*** Given records Section Begins ***

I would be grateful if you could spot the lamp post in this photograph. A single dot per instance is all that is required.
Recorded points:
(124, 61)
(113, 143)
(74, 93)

*** Given records Section Ends ***

Task to complete |
Take the entries above and transcribe them exactly.

Exercise output |
I would be grateful if you could spot the lamp post in this photograph. A single dot per instance is all that is required.
Recorded points:
(124, 61)
(113, 143)
(74, 93)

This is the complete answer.